#### SUPPLIED PASSAGE

Immune Cells Linked to High Blood Pressure Risk

Max Delbrück Center for Molecular Medicine in the Helmholtz Association

Hypertension, or high blood pressure, tops the list of chronic health conditions. It affects about one-third of the world's population, including nearly 44 percent of German citizens. If the pressure in the blood vessels is too high, the body's organs – mainly the brain, the heart, and the blood vessels – suffer as a result. The consequences go beyond an increased risk of developing serious cardiovascular diseases like strokes or heart attacks. In a healthy body, the heart, brain, and blood vessels also play a key role in regulating blood pressure. If they are damaged by persistently high blood pressure, this regulatory ability is lost – creating a vicious circle.

To lower blood pressure, patients should make changes to their lifestyle, such as eating a well-balanced, low-salt diet, exercising regularly, and stopping smoking. Some drugs, like beta blockers and ACE inhibitors, can also help: "Conventional medications can lower blood pressure, but they fail to achieve the desired protective effect on the organs in a large portion of patients," says Dr. Suphansa Sawamiphak, who heads the Cardiovascular-Hematopoietic Interaction Lab at the Max Delbrück Center. This is particularly evident, she says, in the brain, where hypertension causes tiny blood vessels to become permeable, or eventually die off, adding: "This means there must be other control centers in the overall process that we can't target with conventional therapeutic agents."

########
#### SOURCE MATERIAL

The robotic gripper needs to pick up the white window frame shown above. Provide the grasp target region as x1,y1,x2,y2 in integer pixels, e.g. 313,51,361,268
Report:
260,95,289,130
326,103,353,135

########

> [WORK REQUEST A] List every lifestyle change that the hypertension article recommends for lowering blood pressure.
> [WORK REQUEST B] According to the hypertension article, what share of German citizens is affected by high blood pressure?
> [WORK REQUEST C] Reproduce the portion of the hypertension article starting with "Immune Cells Linked" and going on through "a vicious circle.".

> [ANSWER SECTION A]
- Eating a well-balanced, low-salt diet
- Exercising regularly
- Stopping smoking

> [ANSWER SECTION B] Nearly 44 percent.

> [ANSWER SECTION C]
Immune Cells Linked to High Blood Pressure Risk

Max Delbrück Center for Molecular Medicine in the Helmholtz Association

Hypertension, or high blood pressure, tops the list of chronic health conditions. It affects about one-third of the world's population, including nearly 44 percent of German citizens. If the pressure in the blood vessels is too high, the body's organs – mainly the brain, the heart, and the blood vessels – suffer as a result. The consequences go beyond an increased risk of developing serious cardiovascular diseases like strokes or heart attacks. In a healthy body, the heart, brain, and blood vessels also play a key role in regulating blood pressure. If they are damaged by persistently high blood pressure, this regulatory ability is lost – creating a vicious circle.